• **Problem to solve**: Give every line below again, exactly.
=== Begin Enclosure ===
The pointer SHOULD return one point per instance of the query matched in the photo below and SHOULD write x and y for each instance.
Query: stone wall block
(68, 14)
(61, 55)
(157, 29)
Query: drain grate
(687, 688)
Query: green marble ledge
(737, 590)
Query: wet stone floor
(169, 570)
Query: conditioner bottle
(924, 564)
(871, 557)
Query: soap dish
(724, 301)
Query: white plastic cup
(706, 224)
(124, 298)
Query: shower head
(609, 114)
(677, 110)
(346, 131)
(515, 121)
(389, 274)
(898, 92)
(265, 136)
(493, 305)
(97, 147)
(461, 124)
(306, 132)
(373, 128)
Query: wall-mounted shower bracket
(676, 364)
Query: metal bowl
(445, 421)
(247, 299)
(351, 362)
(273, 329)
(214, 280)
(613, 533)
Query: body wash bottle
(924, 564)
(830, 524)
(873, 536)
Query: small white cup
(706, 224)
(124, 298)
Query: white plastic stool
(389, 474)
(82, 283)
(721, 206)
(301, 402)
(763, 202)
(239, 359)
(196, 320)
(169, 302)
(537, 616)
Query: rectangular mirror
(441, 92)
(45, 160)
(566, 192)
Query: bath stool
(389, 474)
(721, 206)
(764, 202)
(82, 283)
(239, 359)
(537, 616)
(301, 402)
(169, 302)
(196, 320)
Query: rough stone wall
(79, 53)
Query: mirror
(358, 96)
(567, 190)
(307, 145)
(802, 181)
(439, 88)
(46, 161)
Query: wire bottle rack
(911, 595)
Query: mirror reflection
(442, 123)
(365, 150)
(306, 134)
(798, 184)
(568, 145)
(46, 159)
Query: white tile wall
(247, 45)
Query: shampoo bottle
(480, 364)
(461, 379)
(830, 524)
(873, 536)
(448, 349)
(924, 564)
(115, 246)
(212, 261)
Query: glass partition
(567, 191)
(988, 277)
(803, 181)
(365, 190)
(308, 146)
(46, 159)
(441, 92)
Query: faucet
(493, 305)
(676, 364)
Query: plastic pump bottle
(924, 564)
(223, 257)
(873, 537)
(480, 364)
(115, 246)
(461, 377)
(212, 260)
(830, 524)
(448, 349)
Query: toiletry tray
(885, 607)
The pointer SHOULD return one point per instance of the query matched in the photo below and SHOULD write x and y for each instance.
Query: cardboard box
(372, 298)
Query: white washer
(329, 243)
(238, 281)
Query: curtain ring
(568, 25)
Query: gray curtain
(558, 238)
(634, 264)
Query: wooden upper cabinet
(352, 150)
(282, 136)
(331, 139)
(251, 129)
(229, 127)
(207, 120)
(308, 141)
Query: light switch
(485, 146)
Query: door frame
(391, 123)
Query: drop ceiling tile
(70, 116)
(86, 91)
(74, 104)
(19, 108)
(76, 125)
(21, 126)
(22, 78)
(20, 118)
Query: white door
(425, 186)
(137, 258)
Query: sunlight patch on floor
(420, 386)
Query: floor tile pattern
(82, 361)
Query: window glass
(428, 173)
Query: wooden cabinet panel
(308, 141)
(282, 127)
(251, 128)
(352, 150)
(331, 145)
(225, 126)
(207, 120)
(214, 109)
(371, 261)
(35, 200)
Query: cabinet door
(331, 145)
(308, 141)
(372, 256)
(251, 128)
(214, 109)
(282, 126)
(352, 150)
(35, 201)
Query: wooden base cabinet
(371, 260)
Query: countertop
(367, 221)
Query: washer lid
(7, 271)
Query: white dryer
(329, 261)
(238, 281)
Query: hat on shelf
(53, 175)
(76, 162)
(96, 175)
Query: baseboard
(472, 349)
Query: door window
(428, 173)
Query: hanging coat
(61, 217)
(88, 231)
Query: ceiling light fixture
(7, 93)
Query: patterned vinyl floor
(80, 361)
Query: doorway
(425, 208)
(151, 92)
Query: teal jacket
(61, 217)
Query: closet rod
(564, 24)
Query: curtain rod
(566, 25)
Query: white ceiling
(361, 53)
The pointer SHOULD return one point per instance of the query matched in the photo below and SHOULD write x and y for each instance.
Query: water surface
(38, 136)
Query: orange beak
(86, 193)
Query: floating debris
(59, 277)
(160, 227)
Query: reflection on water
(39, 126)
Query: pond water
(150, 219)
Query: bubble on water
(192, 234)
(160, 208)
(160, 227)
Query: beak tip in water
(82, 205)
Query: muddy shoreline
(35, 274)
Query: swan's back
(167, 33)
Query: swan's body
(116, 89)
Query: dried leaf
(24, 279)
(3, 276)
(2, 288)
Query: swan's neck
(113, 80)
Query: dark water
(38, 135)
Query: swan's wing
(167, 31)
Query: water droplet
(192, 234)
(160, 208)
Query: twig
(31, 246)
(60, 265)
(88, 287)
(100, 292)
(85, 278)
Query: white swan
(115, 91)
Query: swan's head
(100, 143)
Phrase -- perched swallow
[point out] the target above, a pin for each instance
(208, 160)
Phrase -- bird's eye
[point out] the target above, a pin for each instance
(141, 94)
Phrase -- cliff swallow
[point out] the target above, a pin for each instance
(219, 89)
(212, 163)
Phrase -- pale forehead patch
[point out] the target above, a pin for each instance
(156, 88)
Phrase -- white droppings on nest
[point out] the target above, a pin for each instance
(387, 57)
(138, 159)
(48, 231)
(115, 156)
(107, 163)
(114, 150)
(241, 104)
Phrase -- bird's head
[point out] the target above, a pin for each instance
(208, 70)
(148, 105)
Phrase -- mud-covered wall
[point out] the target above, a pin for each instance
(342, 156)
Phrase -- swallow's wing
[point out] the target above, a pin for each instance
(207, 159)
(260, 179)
=== End Enclosure ===
• **Solution to this exercise**:
The pointer SHOULD return one point per instance of the query matched in the photo below and SHOULD write x and y for each instance.
Query: stone wall block
(68, 14)
(61, 55)
(157, 29)
Query: drain grate
(687, 688)
Query: green marble ledge
(737, 590)
Query: wet stone floor
(169, 570)
Query: conditioner bottle
(924, 564)
(871, 557)
Query: soap dish
(724, 301)
Query: white plastic cup
(706, 224)
(124, 298)
Query: shower head
(609, 114)
(677, 110)
(346, 131)
(515, 121)
(389, 274)
(898, 92)
(265, 136)
(493, 305)
(97, 147)
(461, 124)
(306, 132)
(373, 128)
Query: wall-mounted shower bracket
(676, 364)
Query: metal bowl
(445, 421)
(247, 299)
(351, 362)
(273, 329)
(214, 280)
(613, 533)
Query: body wash bottle
(924, 564)
(830, 524)
(873, 536)
Query: small white cup
(706, 224)
(124, 298)
Query: white plastic stool
(389, 474)
(82, 283)
(721, 206)
(301, 402)
(763, 202)
(239, 359)
(196, 320)
(169, 302)
(537, 616)
Query: rectangular mirror
(441, 92)
(45, 160)
(566, 192)
Query: bath stool
(389, 474)
(721, 206)
(764, 202)
(82, 283)
(239, 359)
(537, 616)
(301, 402)
(169, 302)
(196, 320)
Query: rough stone wall
(79, 53)
Query: mirror
(358, 96)
(567, 190)
(307, 145)
(802, 181)
(439, 88)
(46, 161)
Query: wire bottle rack
(911, 595)
Query: mirror reflection
(442, 123)
(365, 150)
(306, 134)
(798, 184)
(568, 145)
(46, 159)
Query: white tile wall
(247, 45)
Query: shampoo bottle
(480, 364)
(461, 379)
(830, 524)
(873, 536)
(448, 349)
(924, 564)
(115, 246)
(212, 261)
Query: glass partition
(567, 191)
(988, 277)
(803, 181)
(365, 190)
(308, 146)
(46, 159)
(441, 92)
Query: faucet
(493, 305)
(676, 364)
Query: plastic pump bottle
(924, 564)
(223, 257)
(873, 537)
(480, 364)
(115, 246)
(461, 377)
(212, 260)
(830, 524)
(448, 349)
Query: toiletry tray
(885, 607)
The pointer SHOULD return one point per instance of the query matched in the photo below and SHOULD write x and y for each instance.
Query: cardboard box
(372, 298)
Query: white washer
(329, 243)
(238, 281)
Query: curtain ring
(568, 25)
Query: gray curtain
(558, 238)
(634, 264)
Query: wooden upper cabinet
(352, 150)
(282, 136)
(331, 139)
(251, 129)
(229, 127)
(207, 120)
(308, 141)
Query: light switch
(485, 146)
Query: door frame
(391, 123)
Query: drop ceiling tile
(70, 116)
(86, 91)
(74, 104)
(19, 108)
(76, 125)
(21, 126)
(22, 78)
(20, 118)
Query: white door
(425, 186)
(137, 258)
Query: sunlight patch on floor
(420, 386)
Query: floor tile pattern
(82, 361)
Query: window glass
(428, 173)
Query: wooden cabinet panel
(308, 141)
(282, 127)
(251, 128)
(352, 150)
(331, 145)
(225, 126)
(207, 120)
(214, 109)
(371, 261)
(35, 200)
Query: cabinet door
(331, 145)
(308, 141)
(372, 256)
(251, 128)
(214, 109)
(282, 126)
(352, 150)
(35, 201)
Query: wooden base cabinet
(371, 260)
Query: countertop
(367, 221)
Query: washer lid
(7, 271)
Query: white dryer
(329, 261)
(238, 281)
Query: hat on shelf
(53, 175)
(76, 162)
(96, 175)
Query: baseboard
(472, 349)
Query: door window
(428, 173)
Query: hanging coat
(61, 217)
(88, 231)
Query: ceiling light fixture
(7, 93)
Query: patterned vinyl floor
(80, 361)
Query: doorway
(425, 208)
(151, 92)
Query: teal jacket
(61, 217)
Query: closet rod
(564, 24)
Query: curtain rod
(566, 25)
Query: white ceiling
(361, 53)
The pointer SHOULD return one point per instance of the query matched in the photo below and SHOULD write x and y for each instance.
Query: water surface
(38, 136)
Query: orange beak
(86, 193)
Query: floating debris
(59, 277)
(160, 227)
Query: reflection on water
(39, 126)
Query: pond water
(150, 219)
Query: bubble on water
(192, 234)
(160, 208)
(160, 227)
Query: beak tip in water
(82, 205)
Query: muddy shoreline
(35, 274)
Query: swan's back
(167, 33)
Query: swan's body
(116, 89)
Query: dried leaf
(24, 279)
(3, 276)
(2, 288)
Query: swan's neck
(113, 80)
Query: dark water
(38, 135)
Query: swan's wing
(167, 31)
Query: water droplet
(192, 234)
(160, 208)
Query: twig
(31, 246)
(60, 265)
(88, 287)
(100, 292)
(85, 278)
Query: white swan
(115, 91)
Query: swan's head
(100, 143)
Phrase -- perched swallow
[point out] the target above, a pin for each instance
(208, 160)
Phrase -- bird's eye
[point out] the target above, a pin for each instance
(141, 94)
Phrase -- cliff swallow
[point out] the target above, a pin for each instance
(219, 89)
(212, 163)
Phrase -- pale forehead patch
[point out] the target above, a pin for each instance
(156, 88)
Phrase -- white droppings on nest
[point out] the target above, a pin for each instance
(387, 57)
(138, 159)
(48, 231)
(115, 156)
(107, 163)
(114, 150)
(241, 104)
Phrase -- bird's head
[point out] the target above, a pin for each instance
(208, 70)
(148, 105)
Phrase -- mud-covered wall
[point out] the target above, a pin for each instance
(342, 156)
Phrase -- swallow's wing
[point out] the target above, a pin for each instance
(207, 159)
(260, 179)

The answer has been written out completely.